◆ **Task to carry out**: Copy the data from its start up to and including the line with "204 127 L 208". Keep every line, and offset each coordinate in the answers by -102.

::: Given records :::

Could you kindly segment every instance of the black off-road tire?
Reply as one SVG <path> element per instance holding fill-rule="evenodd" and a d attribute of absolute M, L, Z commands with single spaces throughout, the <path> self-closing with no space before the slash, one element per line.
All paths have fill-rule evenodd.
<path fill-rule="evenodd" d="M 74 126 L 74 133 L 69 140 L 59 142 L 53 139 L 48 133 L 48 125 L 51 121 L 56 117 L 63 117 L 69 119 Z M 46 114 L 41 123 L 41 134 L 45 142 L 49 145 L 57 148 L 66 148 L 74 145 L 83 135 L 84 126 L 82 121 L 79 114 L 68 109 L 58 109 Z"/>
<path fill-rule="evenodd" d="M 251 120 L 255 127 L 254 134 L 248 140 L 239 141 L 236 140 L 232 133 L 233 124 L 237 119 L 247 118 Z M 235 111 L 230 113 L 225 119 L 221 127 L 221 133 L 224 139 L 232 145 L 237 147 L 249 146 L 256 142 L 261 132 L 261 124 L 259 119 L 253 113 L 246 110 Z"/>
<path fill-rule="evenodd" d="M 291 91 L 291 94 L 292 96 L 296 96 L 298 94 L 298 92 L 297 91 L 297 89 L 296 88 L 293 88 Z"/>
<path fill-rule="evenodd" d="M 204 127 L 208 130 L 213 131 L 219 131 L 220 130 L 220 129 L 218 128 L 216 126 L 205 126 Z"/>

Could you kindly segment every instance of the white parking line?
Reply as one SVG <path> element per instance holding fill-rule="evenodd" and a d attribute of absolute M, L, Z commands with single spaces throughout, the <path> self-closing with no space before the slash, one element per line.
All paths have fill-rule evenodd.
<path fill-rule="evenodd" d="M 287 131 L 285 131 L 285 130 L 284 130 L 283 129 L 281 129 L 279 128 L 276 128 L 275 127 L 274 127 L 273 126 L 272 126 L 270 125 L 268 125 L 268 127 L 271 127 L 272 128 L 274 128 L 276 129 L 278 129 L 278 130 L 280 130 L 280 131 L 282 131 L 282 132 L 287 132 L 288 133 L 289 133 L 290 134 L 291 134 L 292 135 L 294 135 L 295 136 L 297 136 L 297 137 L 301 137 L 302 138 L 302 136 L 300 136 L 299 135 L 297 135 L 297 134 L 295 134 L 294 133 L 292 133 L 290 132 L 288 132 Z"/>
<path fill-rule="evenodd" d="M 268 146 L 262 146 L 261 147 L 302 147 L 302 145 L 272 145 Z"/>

:::

◆ **Written solution**:
Could you kindly segment every instance of the black off-road tire?
Reply as one SVG <path> element per instance holding fill-rule="evenodd" and a d attribute of absolute M, L, Z commands with single spaces throughout, the <path> self-closing with no space before the slash, one element per line.
All paths have fill-rule evenodd.
<path fill-rule="evenodd" d="M -28 24 L -28 31 L -33 38 L -43 40 L -49 37 L -54 31 L -54 23 L -51 19 L -46 15 L -39 15 L -33 17 Z M -56 12 L -61 21 L -61 32 L -57 40 L -53 43 L -45 46 L -36 46 L -28 43 L -19 33 L -18 24 L -20 19 L -23 12 L -34 7 L -44 7 Z"/>
<path fill-rule="evenodd" d="M 149 18 L 153 25 L 152 32 L 146 38 L 137 39 L 134 38 L 130 31 L 131 22 L 135 17 L 145 16 Z M 133 9 L 128 11 L 123 17 L 119 25 L 119 31 L 122 37 L 130 43 L 135 45 L 147 44 L 154 40 L 159 30 L 159 22 L 157 17 L 151 11 L 144 8 Z"/>
<path fill-rule="evenodd" d="M 189 -11 L 189 -8 L 190 -6 L 194 -6 L 196 -8 L 196 -10 L 195 -11 L 195 -13 L 194 -14 L 191 -14 Z"/>
<path fill-rule="evenodd" d="M 102 25 L 106 28 L 111 29 L 117 29 L 118 28 L 118 27 L 116 26 L 114 24 L 103 24 Z"/>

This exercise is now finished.